* Reading passage *

****************************************

Tuesday, October 27, 2009 at 4:55 pm
A Milbank session with the AUFS approval stamp?
Tuesday, October 27, 2009 at 4:56 pm
More so for Bruce Rosenstock.
Tuesday, October 27, 2009 at 5:22 pm
The last two were my additions. The first one, “Theology in the Saeculum of the University” because of (a) the debate in these parts about that very subject, and (b) because Chris Rodkey (who has commented a few times here) should deal w/ the topic in an engaging way. The second one I include because Cyril O’Regan is an interesting guy in his own right; and the session is made all the more interesting by the very bizarre mixture of personalities on the panel.
Tuesday, October 27, 2009 at 5:34 pm
A lot of Altizer this year (who is sorta-kind-of an actual contributor to the blog)!
Tuesday, October 27, 2009 at 5:41 pm
Isn’t this session up your alley APS?
Theology and Continental Philosophy Group”
Anne Joh, Phillips Theological Seminary,
Presiding
Theme: Theology and Gilles Deleuze/Felix
Guattari
F. LeRon Shults, Agder University
Theology after Oedipus? Deleuze, Infinity,
and the Liberation of Desire
Luke Higgins, Drew University
Becoming Bestial as Spiritual Politics: Virtual Animals in Deleuze-Guattari and Origen
Bradley H. McLean, University of Toronto
The Exteriority of Biblical Meaning and
the Plentitude of Desire: An Exploration of
Deleuze’s Non-Metaphysical Hermeneutics
of Kafka
Tuesday, October 27, 2009 at 5:48 pm
Luke’s paper sounds very interesting, but Shults… not so much.
Tuesday, October 27, 2009 at 7:33 pm
Hey, thanks for highlighting my paper. The Christianity and Academia consultation has asked the papers to be fairly short but I hope what I can present will live up to the recommendation. I will be submitting it to journals after the conference.
If anyone would like to see the draft of the full version please email me and I’ll send it to you (cdrodkey AT yahoo DOT com).

****************************************

* Work order *
Please resume the comment thread about the conference sessions, picking up after its final comment. The material after this point comes from a separate source.

* The data *
****************************************

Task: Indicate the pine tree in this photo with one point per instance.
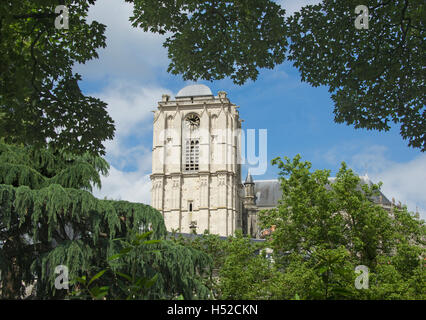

****************************************

* Answer section *
Also, Luke Higgins’ paper should be good too, he was a classmate of mine at Drew; he is a student of Catherine Keller’s.
Tuesday, October 27, 2009 at 10:57 pm
Nate Kerr?
Wednesday, October 28, 2009 at 3:08 am
I left Kerr’s panel off since it has been mentioned on the two big blogs (Faith and Theology and Inhabito Dei) and from there mentioned on a number of other, smaller blogs. Dave Belcher, husband to Jodi Belcher whose paper is mentioned above, is also presenting on those sessions.
Wednesday, October 28, 2009 at 3:08 am
I guess I should note that the whole “AUFS seal of approval” thing is a joke and by no means does it mean that if a session isn’t listed that we have somehow not bestowed our blessing on it. We’re not actually megalomaniacs!
Wednesday, October 28, 2009 at 4:57 am
I only consume/read/attend what I’ve been programmed to do. The “AUFS seal of approval” is the sum total of my goals ;)
Wednesday, October 28, 2009 at 7:39 am
I won’t be going either, but I’d be interested in reading Adam’s paper.
Wednesday, October 28, 2009 at 7:46 am
I’d also be interested in reading my paper.
Wednesday, October 28, 2009 at 9:30 am
Let me clarify, beyond stating that Adam and I have mutual interest in letting our eyes gaze upon similar words:
Adam, would you be able to make your paper available to those of us not going to AAR?
Wednesday, October 28, 2009 at 9:31 am
Lissa’s paper sounds absolutely great. If anyone can get me a copy, I would be much obliged. Basically this is kind of what I’ve been thinking, since I got a cat.
Wednesday, October 28, 2009 at 9:43 am
Myles, Sure. My point in responding to your comment was that I haven’t written it yet, and I would like to be able to read it because that would mean it’s done.
Alex, Failing that, you could always go straight to the source and read the Derrida text itself.